[Work to be completed]: Only the lines from the one containing "Where can the forest" to the end of the records should be written out, exactly and with both ends included; pictures are excluded.

Entries from a point annotation set:
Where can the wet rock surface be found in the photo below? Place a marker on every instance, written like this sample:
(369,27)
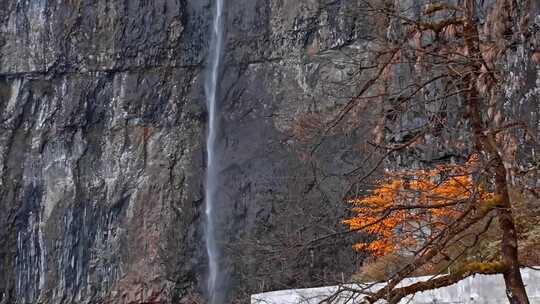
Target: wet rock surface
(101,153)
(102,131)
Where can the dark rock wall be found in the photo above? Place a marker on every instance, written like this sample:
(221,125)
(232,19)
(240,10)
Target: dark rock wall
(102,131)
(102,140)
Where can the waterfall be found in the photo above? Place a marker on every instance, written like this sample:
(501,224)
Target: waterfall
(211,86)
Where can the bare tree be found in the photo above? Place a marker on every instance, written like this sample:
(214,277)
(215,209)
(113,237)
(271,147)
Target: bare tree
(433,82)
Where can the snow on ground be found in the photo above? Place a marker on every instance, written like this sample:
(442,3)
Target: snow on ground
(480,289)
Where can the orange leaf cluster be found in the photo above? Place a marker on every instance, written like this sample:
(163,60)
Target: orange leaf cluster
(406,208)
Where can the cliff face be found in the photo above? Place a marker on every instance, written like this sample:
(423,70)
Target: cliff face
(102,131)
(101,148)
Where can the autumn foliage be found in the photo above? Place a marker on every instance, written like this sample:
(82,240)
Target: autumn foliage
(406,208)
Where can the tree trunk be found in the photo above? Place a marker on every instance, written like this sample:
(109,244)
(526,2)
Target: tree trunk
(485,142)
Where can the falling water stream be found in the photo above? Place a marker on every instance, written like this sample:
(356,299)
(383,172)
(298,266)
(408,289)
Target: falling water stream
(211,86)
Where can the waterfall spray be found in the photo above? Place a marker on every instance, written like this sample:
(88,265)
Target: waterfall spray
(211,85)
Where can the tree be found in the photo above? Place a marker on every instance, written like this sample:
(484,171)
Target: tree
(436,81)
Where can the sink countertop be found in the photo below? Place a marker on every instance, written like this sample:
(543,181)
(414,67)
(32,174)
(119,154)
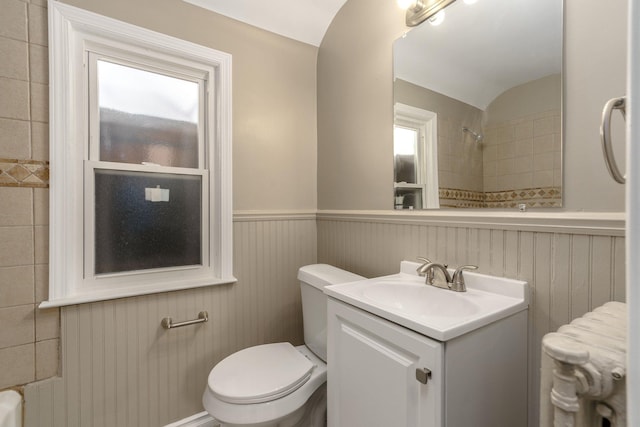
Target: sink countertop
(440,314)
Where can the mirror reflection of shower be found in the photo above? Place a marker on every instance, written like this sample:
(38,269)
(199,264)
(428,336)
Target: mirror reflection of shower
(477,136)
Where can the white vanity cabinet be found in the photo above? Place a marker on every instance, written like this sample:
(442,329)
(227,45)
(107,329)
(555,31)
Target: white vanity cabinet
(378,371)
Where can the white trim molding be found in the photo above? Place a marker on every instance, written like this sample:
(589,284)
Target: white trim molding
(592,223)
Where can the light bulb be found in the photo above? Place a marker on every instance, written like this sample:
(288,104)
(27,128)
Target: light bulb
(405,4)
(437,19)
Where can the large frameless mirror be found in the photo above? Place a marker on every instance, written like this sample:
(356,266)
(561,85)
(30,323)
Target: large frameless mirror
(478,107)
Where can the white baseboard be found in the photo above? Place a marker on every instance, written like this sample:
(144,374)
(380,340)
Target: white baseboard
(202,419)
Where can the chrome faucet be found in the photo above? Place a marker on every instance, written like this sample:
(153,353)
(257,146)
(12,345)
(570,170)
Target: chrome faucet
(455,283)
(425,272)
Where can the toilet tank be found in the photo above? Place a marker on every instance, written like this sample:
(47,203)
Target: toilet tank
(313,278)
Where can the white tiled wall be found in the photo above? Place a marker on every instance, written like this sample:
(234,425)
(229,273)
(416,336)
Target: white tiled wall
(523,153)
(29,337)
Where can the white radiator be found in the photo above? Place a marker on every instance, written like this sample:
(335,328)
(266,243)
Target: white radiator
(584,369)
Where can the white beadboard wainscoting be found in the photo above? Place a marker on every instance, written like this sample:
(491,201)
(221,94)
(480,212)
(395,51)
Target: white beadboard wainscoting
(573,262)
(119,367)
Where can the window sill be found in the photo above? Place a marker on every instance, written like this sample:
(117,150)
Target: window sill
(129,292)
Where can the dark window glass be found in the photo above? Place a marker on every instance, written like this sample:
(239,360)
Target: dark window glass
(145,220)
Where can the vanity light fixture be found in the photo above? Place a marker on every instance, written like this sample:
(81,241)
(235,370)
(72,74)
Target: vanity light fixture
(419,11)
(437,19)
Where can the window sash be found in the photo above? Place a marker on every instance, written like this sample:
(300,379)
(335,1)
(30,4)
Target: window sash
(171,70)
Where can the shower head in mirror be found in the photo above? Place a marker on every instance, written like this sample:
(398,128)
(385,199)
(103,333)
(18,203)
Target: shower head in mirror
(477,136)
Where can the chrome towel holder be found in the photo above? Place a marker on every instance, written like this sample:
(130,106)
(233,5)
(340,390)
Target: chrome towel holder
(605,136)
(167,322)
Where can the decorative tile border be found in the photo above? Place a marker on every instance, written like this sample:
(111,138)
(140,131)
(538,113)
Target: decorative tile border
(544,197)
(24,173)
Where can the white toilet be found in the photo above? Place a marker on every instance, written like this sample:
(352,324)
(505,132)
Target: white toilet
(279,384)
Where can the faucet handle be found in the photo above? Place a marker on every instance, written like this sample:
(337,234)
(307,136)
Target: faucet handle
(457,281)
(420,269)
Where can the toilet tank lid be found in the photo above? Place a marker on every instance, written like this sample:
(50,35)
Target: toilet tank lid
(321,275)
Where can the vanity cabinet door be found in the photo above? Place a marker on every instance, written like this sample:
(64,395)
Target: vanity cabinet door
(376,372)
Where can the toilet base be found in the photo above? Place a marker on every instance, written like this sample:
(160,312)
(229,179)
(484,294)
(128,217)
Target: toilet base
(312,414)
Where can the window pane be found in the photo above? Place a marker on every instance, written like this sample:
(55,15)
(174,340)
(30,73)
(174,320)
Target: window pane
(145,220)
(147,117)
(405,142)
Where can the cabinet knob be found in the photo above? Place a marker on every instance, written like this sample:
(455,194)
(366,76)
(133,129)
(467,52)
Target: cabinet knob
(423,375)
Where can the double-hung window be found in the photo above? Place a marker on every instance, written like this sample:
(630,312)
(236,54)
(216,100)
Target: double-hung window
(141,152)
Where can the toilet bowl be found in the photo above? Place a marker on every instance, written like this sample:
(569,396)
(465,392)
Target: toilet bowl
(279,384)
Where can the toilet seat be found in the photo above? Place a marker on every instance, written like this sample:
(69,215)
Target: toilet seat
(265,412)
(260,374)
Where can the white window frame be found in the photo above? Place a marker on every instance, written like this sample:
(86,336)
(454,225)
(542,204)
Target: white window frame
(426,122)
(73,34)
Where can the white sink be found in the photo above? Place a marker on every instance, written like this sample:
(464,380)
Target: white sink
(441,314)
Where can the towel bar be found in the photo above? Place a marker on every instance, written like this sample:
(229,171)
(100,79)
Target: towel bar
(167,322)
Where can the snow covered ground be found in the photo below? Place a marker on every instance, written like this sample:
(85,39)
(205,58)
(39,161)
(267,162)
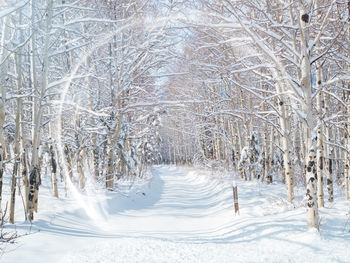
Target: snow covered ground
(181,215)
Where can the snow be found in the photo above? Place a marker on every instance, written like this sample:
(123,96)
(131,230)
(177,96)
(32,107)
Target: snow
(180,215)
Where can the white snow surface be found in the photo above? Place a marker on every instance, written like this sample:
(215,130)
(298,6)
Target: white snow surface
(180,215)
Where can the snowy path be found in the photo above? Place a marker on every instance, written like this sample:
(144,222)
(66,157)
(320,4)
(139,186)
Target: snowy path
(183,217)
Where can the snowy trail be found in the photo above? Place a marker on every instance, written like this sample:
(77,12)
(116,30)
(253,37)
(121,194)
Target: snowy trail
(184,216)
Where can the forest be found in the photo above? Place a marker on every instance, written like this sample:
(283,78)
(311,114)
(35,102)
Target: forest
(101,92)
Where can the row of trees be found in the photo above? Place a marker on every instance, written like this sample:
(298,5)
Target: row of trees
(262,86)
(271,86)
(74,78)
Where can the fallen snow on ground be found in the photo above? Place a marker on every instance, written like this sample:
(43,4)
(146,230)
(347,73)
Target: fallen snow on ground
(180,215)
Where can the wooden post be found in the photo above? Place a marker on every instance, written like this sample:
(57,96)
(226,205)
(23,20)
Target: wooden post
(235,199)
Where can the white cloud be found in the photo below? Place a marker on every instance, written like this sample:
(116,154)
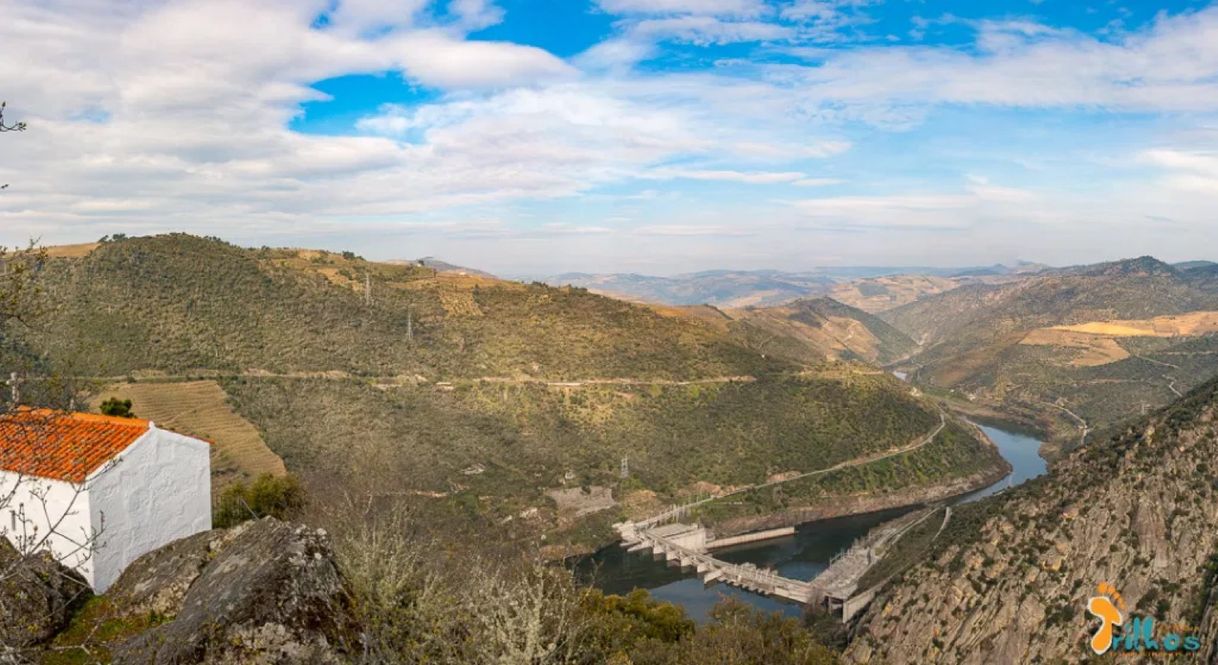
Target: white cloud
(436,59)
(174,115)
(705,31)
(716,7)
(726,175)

[Task result]:
Where can the forest be found in the photo above? Place a marker on every instance, written like this sample:
(283,78)
(311,114)
(35,102)
Target: forest
(101,92)
Where can the row of trees be found in the photo above? Place a marker on every instance, written like this sample:
(298,5)
Target: row of trees
(262,86)
(271,86)
(74,78)
Where can the fallen snow on ground be found in the photo above? Place a marker on every instance, written like this sample:
(43,4)
(146,230)
(347,73)
Target: fallen snow on ground
(180,215)
Where can the wooden post be found in the photo above? Place a marker on every instance, written like this sample:
(57,96)
(226,205)
(23,20)
Target: wooden post
(235,199)
Where can the white cloud be found in the photo below? Place a marker on every instance, written like this sample:
(116,154)
Target: white cloud
(436,59)
(174,115)
(705,31)
(716,7)
(726,175)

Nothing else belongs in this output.